Reading text ->
_____
The harmful effects of second-hand smoke have been well researched and documented, but what about third-hand smoke? Traces of nicotine linger on clothes, skin and surfaces for hours (or even days) after the smoker has extinguished her cigarette, and they have the potential to harm other people. Studies on third-hand smoke are scarce, but the more resesarch scientists compile, the more evidence points toward the potential problems third-hand smoke might cause or exacerbate, especially among children.
In a 2010 study, researchers found that "nicotine will stick to these surfaces for days and interact with nitrous acid (present when nitrous oxide is emitted by gas appliances) to form carcinogenic tobacco-specific nitrosamines," reports Wired UK. Now, a study following up on that finding investigates the health impacts of those carcinogenic nitrosamines. Researchers exposed random household surfaces (including car interiors) to second-hand smoke for six hours per day over a six month period. Then, they exposed young mice to those surfaces.
Even though the mice's cages were ventilated, the animals exhibited some suspect symptoms. Some of the mice's wounds took longer to heal, Wired reports, while others were hyperactive and anxious. After six months, the mice had increased levels of fat in their liver, putting them at risk for cirrhosis of the liver and cancer, Wired continues.
All of these issues, the study's authors point out, correspond to real-world issues smokers and their children often exhibit. Of course, mouse trials do not definitively prove that third-hand smoke might alter some children's physical and mental health, but the result should concern smokers, who, Wired points out, for the most part are not worried that third-hand smoke will hurt kids.
_____
Provided data ->
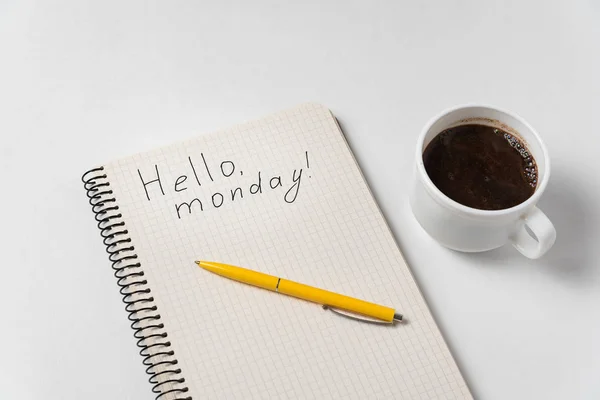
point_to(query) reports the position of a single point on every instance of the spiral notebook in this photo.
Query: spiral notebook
(282, 195)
_____
Can you write out the stretch of the article on third-hand smoke from "In a 2010 study, researchers" through "to those surfaces.", word for word? The data has nothing to do with the article on third-hand smoke.

Response to this exercise ->
In a 2010 study, researchers found that "nicotine will stick to these surfaces for days and interact with nitrous acid (present when nitrous oxide is emitted by gas appliances) to form carcinogenic tobacco-specific nitrosamines," reports Wired UK. Now, a study following up on that finding investigates the health impacts of those carcinogenic nitrosamines. Researchers exposed random household surfaces (including car interiors) to second-hand smoke for six hours per day over a six month period. Then, they exposed young mice to those surfaces.